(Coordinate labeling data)

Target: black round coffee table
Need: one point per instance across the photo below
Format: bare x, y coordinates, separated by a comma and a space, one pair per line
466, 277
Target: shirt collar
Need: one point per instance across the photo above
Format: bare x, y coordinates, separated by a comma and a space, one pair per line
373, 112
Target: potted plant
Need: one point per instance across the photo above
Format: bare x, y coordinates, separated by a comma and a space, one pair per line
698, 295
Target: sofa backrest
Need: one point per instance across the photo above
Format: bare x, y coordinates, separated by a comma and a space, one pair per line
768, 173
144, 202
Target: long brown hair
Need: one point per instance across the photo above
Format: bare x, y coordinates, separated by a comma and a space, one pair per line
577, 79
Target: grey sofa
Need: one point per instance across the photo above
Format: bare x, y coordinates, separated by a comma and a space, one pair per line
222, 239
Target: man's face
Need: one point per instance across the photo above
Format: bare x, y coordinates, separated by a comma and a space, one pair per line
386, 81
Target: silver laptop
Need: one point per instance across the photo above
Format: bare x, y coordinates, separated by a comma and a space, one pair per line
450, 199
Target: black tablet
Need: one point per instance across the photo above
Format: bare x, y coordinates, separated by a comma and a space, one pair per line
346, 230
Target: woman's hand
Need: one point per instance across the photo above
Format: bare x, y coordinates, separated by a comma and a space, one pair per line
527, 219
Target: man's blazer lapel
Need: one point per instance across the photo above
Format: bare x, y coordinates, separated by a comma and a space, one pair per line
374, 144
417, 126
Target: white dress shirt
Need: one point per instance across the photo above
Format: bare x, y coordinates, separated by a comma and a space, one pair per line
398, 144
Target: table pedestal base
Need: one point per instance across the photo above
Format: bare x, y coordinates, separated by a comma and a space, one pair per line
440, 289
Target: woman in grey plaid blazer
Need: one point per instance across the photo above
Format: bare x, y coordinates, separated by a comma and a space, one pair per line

Problem to work on
Your task is to retype all of the records exactly.

Answer to the exercise
Target: black round coffee table
Need: one point per instance across the photo below
Format: bare x, y coordinates, separated by a comma and a space, one pair per line
466, 277
Target: shirt collar
Need: one point per instance across the photo above
Format: bare x, y coordinates, separated by a comma and a space, one pair per line
373, 112
Target: potted plant
Need: one point per instance across the photo above
Format: bare x, y coordinates, separated by a comma and a space, one pair per line
698, 295
Target: sofa backrest
Need: one point per instance across the photo above
Format: bare x, y coordinates, separated by a comma and a space, one pair per line
768, 173
144, 202
Target: long brown hair
Need: one point per instance across the photo above
Format: bare x, y coordinates, separated by a comma and a space, one pair per line
577, 79
Target: grey sofa
Need: one point per instance across the photo above
Format: bare x, y coordinates, separated by a comma and a space, one pair per line
222, 239
Target: man's face
Need: one point per instance across the photo above
Format: bare x, y coordinates, separated by a comma and a space, one pair per line
386, 81
Target: silver laptop
Need: one point per instance across the photo above
Format: bare x, y coordinates, separated by a comma and a space, one pair per line
450, 199
Target: black tablet
Need: one point per instance across the photo above
Format: bare x, y coordinates, separated by a comma and a space, one pair per line
346, 230
Target: woman's hand
Need: one point per instance across the photo above
Format: bare x, y coordinates, separated by a comma and a space, one pair per line
527, 219
Target: man's blazer lapel
Need: one point per instance across the photo above
Format: bare x, y coordinates, separated by a comma and a space, one pair per line
374, 144
417, 126
Target: white dress shirt
Need: one point per instance across the photo above
Format: bare x, y coordinates, separated by a comma and a space, one pair per line
398, 144
Target: table pedestal base
Need: one point per instance across the photo above
Format: bare x, y coordinates, separated by a comma and a space, one pair per line
440, 289
Target: woman in grey plaid blazer
Need: one point per instance across the photo above
Format: bare x, y coordinates, separated by a comma and a space, one pair per line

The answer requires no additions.